[Records from a dataset]
------------------------------------------------------------------------

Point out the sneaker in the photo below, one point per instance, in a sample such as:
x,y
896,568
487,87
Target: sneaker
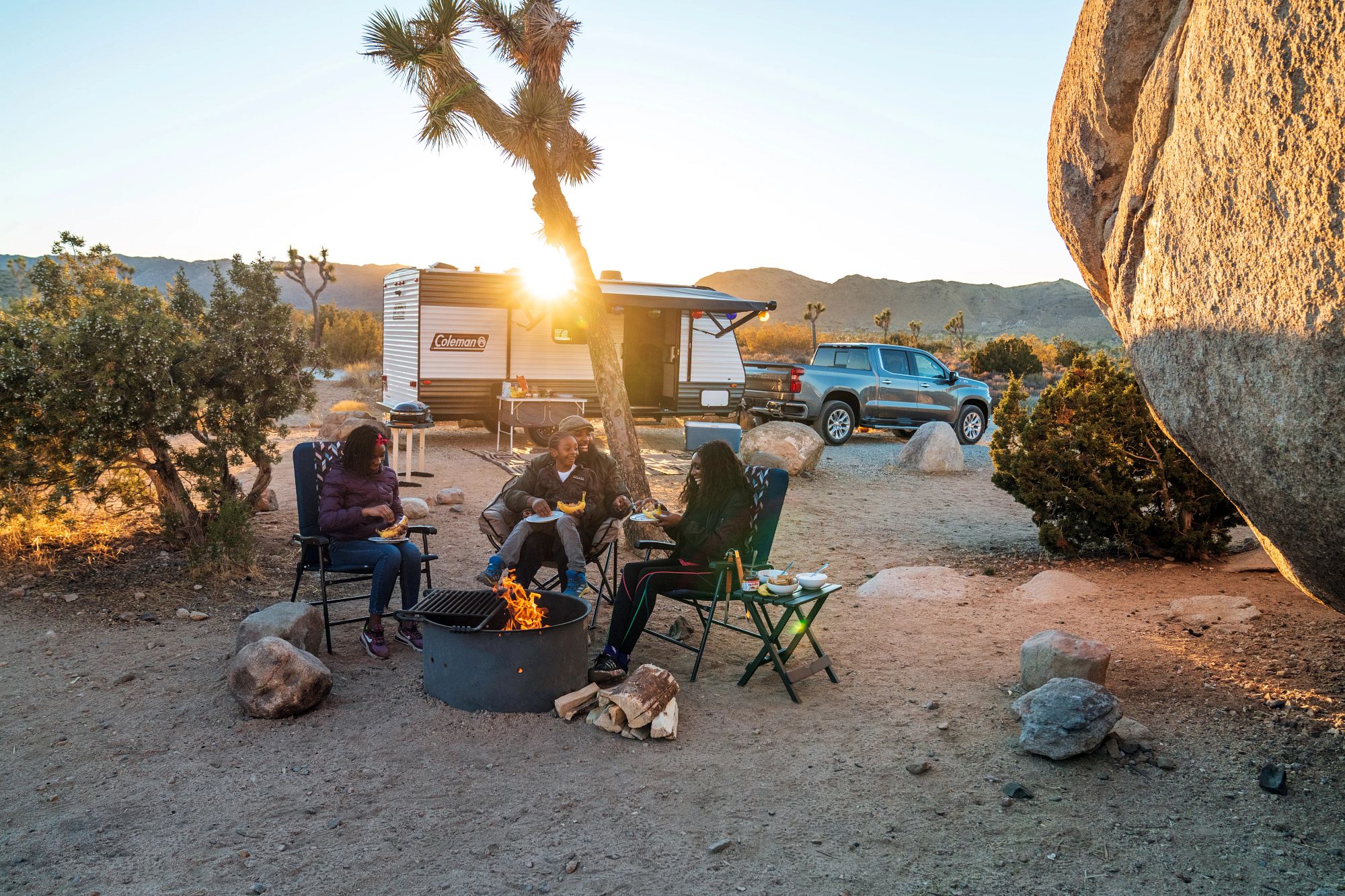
x,y
606,670
575,584
493,572
375,643
410,635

------------------------------------------------------------------------

(Aim of the exercise): Retype all of the lines above word for word, leaving out the pictures.

(Output of the task):
Point out the sneaker in the photo below, one point per instance, in a sample such as:
x,y
896,568
487,87
Target: sneaker
x,y
606,670
575,584
493,572
375,643
410,635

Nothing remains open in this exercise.